**TASKS FOR THIS EXERCISE**:
1. From the Nautica watch thread, extract the passage that begins at the words "## user12345" and stops after the words "in some time.".
2. In the Nautica watch thread, list every quality that user12345 praises in the watch won at the sailing regatta.

I have the N20503G NST Chronograph.. I really like it.. its a fun watch to wear.. over a year and no problems at all so far..


----------



## user12345

I won a Nautica watch two weeks ago in a sailing regatta. If I didn't own a watch already I would definitely be keeping this one - very solid build quality, good weight and modern design that would fit my active lifestyle just as well as my office shirts. Posting a link in case anyone is interested.

Nautica Men&apos;s Watch A11541G Analogue with Black Dial and Black PU Leather Strap | eBay


----------



## sbutera

Nautica was the first watch I bought myself back in 1994. I was 15 years old and saved my allowance for months to get it! It's a solid diver watch. I've never had an issue with it. It's a quartz. Battery has been changed roughly 3 times since. Runs great. Cannot complain one bit. Plus it's a little sentimental to me. I can post movement details when I get home. Haven't opened it up in some time.

**ENTRIES SHOWN**:
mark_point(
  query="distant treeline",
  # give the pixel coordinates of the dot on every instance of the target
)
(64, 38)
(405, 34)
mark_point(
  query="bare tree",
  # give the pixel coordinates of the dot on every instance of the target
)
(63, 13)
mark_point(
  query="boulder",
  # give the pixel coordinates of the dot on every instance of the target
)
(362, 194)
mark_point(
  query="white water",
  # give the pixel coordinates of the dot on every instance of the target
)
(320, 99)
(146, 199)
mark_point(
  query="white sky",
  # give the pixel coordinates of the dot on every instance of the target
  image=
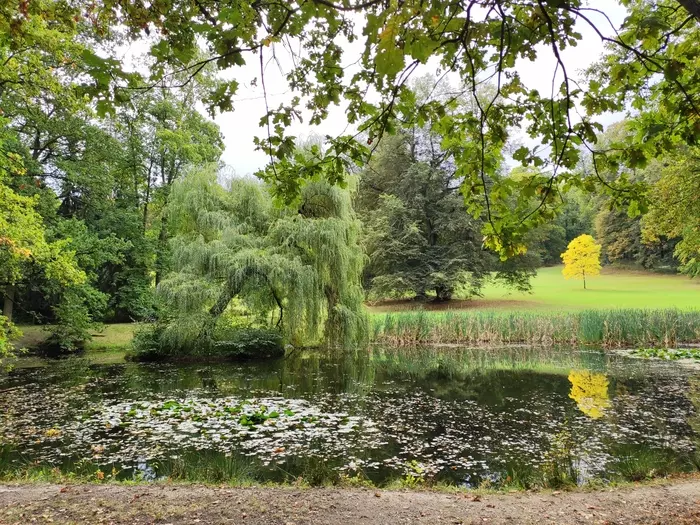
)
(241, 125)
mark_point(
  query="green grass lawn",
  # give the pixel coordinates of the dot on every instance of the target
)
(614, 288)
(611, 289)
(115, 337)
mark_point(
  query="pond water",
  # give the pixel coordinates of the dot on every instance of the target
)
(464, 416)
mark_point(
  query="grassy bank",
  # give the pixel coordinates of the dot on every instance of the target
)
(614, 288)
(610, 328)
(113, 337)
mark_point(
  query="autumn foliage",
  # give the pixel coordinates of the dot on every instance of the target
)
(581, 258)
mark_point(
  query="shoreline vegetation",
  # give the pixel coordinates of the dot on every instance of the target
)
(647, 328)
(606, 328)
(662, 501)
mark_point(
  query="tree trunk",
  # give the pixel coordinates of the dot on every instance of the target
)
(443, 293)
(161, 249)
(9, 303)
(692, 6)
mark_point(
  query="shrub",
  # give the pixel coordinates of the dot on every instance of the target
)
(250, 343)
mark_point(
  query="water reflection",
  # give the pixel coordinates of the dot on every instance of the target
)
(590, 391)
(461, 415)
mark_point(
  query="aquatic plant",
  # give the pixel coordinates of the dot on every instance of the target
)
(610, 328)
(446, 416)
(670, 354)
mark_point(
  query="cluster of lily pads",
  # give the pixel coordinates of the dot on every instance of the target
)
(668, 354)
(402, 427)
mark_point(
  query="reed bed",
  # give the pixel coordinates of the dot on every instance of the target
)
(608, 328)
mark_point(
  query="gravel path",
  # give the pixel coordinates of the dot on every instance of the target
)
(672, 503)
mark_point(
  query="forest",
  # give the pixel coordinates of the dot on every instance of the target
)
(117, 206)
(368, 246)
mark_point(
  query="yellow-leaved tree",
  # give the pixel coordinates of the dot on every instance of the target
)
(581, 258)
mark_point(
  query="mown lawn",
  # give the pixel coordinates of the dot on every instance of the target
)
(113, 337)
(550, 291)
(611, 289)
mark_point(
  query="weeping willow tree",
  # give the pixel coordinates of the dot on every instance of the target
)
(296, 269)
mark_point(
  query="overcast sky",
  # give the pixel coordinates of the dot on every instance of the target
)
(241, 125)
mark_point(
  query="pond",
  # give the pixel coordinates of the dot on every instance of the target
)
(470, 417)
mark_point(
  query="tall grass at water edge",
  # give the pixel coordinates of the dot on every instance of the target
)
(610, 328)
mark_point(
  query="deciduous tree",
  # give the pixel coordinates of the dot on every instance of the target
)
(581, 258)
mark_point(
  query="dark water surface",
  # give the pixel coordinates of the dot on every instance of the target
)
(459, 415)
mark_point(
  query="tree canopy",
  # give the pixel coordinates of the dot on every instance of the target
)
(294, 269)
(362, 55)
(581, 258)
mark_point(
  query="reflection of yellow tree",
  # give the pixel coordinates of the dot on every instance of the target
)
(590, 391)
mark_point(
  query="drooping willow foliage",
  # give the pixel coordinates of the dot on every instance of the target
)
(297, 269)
* * *
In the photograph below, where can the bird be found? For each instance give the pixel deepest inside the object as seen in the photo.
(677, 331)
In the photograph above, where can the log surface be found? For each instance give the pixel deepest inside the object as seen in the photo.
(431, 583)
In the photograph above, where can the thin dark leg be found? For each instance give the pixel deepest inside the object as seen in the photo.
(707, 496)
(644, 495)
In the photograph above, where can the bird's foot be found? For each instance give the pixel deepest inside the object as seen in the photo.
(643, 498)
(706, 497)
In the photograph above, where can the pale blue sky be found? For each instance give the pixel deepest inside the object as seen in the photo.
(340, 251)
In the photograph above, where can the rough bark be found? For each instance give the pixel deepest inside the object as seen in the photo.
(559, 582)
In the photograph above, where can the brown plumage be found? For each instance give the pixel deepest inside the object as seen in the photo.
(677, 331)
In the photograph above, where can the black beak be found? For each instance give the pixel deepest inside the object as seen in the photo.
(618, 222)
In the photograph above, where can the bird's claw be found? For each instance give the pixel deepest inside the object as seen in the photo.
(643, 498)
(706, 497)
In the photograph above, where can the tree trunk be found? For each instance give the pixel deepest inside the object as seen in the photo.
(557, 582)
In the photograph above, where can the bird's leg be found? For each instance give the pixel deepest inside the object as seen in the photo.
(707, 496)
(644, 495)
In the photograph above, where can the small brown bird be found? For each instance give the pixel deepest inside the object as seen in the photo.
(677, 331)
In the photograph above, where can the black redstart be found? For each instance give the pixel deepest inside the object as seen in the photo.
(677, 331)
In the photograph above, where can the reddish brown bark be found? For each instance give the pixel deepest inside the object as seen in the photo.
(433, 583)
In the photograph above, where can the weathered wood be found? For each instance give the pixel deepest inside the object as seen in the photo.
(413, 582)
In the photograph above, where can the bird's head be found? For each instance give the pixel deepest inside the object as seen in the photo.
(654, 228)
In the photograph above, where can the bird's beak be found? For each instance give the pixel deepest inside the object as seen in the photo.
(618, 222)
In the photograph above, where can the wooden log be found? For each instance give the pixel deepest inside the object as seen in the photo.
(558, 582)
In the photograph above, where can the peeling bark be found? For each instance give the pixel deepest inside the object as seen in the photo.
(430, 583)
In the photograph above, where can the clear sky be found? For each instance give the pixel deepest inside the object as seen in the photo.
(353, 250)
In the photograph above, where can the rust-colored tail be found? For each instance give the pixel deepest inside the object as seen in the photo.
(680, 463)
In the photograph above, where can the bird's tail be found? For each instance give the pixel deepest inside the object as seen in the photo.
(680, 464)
...
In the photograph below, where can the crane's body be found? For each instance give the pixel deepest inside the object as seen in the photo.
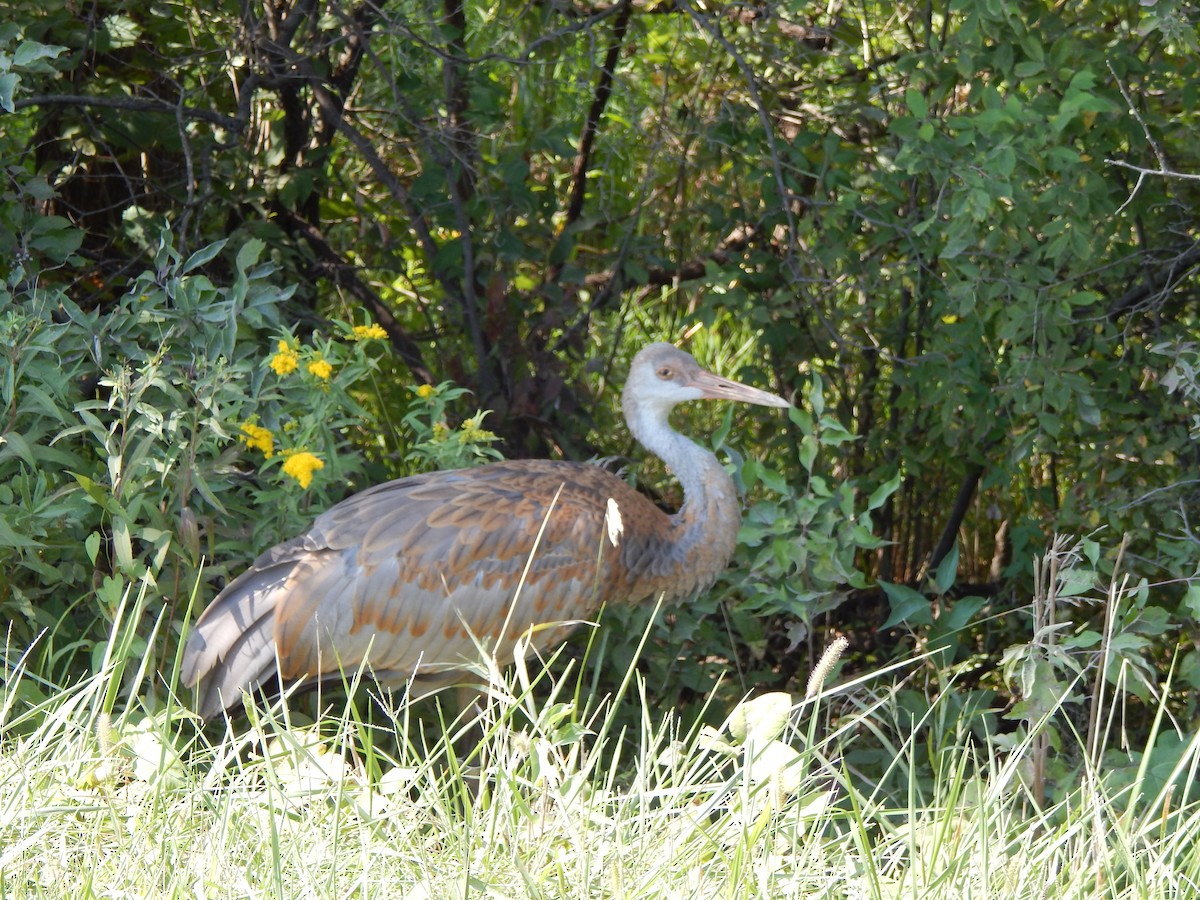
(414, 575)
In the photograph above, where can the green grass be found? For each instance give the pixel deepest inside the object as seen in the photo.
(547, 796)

**ANSWERS TO THE TASKS**:
1.
## user12345

I won a Nautica watch two weeks ago in a sailing regatta. If I didn't own a watch already I would definitely be keeping this one - very solid build quality, good weight and modern design that would fit my active lifestyle just as well as my office shirts. Posting a link in case anyone is interested.

Nautica Men&apos;s Watch A11541G Analogue with Black Dial and Black PU Leather Strap | eBay


----------



## sbutera

Nautica was the first watch I bought myself back in 1994. I was 15 years old and saved my allowance for months to get it! It's a solid diver watch. I've never had an issue with it. It's a quartz. Battery has been changed roughly 3 times since. Runs great. Cannot complain one bit. Plus it's a little sentimental to me. I can post movement details when I get home. Haven't opened it up in some time.

2.
- Very solid build quality
- Good weight
- Modern design